** SOURCE RECORDS **

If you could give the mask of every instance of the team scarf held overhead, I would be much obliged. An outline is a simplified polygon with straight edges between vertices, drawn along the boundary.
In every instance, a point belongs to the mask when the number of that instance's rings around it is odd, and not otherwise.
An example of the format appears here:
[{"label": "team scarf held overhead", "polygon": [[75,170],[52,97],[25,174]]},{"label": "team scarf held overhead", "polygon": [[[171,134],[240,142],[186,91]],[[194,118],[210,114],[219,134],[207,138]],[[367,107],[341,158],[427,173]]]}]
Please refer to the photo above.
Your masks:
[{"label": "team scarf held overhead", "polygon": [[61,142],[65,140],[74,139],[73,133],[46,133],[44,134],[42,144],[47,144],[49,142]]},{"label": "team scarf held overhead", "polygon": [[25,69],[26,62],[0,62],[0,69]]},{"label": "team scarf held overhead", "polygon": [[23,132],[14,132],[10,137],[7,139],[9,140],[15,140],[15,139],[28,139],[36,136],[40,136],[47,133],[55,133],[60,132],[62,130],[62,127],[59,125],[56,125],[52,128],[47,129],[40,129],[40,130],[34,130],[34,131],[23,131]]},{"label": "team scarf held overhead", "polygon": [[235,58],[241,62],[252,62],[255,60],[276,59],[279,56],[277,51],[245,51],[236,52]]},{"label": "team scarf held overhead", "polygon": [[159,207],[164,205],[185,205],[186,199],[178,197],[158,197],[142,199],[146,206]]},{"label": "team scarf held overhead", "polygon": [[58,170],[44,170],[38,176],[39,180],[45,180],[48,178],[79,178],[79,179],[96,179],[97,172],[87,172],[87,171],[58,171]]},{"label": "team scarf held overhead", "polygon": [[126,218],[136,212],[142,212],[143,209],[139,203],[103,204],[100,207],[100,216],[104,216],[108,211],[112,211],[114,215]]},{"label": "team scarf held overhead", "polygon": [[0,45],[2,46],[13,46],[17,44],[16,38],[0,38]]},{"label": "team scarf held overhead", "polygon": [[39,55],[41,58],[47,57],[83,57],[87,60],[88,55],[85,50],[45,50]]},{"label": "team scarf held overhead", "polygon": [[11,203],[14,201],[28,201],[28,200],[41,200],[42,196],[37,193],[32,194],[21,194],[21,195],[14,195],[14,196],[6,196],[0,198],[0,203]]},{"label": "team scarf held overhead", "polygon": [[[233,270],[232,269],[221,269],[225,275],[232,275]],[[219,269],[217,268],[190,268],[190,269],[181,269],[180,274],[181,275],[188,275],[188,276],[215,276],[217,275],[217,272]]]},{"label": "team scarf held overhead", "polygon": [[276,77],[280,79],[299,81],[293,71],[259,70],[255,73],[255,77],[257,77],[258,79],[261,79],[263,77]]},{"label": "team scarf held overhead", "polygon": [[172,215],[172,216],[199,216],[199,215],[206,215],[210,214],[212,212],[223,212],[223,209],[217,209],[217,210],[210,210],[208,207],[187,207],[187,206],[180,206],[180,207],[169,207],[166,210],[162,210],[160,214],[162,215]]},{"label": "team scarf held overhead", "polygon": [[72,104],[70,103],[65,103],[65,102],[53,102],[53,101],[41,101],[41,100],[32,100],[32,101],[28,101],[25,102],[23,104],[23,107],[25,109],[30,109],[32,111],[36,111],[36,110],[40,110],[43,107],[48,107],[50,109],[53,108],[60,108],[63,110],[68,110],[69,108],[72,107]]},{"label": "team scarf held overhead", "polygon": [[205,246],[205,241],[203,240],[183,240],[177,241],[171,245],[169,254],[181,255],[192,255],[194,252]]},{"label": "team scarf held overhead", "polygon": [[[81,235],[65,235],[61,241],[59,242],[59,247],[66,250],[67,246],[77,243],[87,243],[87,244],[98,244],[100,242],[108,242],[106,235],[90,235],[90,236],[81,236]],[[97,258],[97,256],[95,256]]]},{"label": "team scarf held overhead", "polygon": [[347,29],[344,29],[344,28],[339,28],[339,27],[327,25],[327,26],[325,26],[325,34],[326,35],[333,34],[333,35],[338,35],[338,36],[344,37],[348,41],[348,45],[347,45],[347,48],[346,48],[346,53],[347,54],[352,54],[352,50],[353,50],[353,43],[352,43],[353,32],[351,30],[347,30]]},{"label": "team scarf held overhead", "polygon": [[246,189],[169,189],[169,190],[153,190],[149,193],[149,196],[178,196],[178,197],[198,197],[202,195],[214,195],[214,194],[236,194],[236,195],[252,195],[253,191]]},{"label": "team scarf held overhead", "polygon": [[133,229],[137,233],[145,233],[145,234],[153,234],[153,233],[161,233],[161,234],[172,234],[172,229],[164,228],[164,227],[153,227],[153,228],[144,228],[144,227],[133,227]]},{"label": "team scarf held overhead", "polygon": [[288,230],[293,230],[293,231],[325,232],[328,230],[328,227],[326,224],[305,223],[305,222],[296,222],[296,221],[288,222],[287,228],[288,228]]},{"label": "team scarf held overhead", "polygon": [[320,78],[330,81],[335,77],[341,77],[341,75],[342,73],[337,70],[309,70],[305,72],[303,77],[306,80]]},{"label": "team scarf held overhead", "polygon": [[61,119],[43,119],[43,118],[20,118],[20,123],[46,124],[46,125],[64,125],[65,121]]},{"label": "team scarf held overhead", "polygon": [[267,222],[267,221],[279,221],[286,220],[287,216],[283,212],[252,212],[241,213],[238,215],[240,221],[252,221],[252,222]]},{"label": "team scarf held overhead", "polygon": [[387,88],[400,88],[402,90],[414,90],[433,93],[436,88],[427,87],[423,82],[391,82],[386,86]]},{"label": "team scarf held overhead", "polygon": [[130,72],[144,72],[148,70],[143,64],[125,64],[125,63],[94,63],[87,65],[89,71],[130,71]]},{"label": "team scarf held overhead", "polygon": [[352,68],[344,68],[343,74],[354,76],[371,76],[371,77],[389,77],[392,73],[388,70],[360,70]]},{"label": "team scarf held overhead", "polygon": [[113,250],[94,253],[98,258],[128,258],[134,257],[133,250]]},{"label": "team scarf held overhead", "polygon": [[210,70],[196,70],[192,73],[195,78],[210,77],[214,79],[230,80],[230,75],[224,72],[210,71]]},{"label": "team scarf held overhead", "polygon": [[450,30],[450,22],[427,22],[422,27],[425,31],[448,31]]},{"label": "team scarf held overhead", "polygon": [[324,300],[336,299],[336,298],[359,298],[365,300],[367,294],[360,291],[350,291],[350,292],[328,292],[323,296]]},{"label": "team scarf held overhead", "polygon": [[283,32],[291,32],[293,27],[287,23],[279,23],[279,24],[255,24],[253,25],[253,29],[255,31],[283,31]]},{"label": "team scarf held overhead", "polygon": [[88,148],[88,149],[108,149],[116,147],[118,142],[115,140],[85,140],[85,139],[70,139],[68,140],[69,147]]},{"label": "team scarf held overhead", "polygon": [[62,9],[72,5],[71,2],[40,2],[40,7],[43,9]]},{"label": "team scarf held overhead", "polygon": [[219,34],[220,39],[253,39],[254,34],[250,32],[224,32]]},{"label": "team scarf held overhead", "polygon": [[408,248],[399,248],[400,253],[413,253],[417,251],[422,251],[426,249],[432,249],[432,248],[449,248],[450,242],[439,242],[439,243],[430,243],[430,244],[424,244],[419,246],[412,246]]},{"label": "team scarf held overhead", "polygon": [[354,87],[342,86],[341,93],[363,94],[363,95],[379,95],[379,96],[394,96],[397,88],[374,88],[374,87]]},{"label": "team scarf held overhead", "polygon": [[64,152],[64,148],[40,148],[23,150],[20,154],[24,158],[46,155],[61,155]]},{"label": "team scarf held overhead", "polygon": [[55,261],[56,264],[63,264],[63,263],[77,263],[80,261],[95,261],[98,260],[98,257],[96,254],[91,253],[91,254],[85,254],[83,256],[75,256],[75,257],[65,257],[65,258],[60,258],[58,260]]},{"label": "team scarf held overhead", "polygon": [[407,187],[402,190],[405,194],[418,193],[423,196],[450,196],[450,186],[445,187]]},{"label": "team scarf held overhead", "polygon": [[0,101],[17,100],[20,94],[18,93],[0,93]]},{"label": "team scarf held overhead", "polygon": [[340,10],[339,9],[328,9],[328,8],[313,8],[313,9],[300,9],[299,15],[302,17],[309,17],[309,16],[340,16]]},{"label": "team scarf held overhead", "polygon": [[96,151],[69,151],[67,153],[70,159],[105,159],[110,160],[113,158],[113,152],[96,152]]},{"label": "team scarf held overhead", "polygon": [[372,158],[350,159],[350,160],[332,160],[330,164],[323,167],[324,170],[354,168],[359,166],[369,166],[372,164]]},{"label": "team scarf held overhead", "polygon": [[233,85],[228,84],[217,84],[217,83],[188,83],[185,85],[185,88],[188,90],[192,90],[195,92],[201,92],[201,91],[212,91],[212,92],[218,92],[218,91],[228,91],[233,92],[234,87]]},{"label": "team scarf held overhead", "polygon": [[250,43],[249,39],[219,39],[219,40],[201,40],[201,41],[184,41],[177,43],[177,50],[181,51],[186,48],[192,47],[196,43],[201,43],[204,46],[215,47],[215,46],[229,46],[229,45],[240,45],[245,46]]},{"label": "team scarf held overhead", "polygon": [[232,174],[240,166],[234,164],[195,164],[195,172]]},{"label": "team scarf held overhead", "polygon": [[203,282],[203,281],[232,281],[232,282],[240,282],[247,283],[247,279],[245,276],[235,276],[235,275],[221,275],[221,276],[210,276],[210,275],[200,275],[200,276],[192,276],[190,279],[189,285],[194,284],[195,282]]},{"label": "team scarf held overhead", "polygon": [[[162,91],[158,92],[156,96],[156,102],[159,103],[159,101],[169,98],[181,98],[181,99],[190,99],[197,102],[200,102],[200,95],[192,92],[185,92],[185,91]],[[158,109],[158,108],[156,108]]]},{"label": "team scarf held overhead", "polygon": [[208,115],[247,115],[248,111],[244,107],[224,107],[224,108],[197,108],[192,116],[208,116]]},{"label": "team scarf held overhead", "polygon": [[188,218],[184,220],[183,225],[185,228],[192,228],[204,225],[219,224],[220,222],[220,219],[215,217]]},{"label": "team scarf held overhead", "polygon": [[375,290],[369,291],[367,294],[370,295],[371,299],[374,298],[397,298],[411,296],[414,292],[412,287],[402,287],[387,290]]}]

** EXERCISE OBJECTIVE **
Only the number is wanted: how many lines in the data include the string "every"?

** EXERCISE RESULT **
2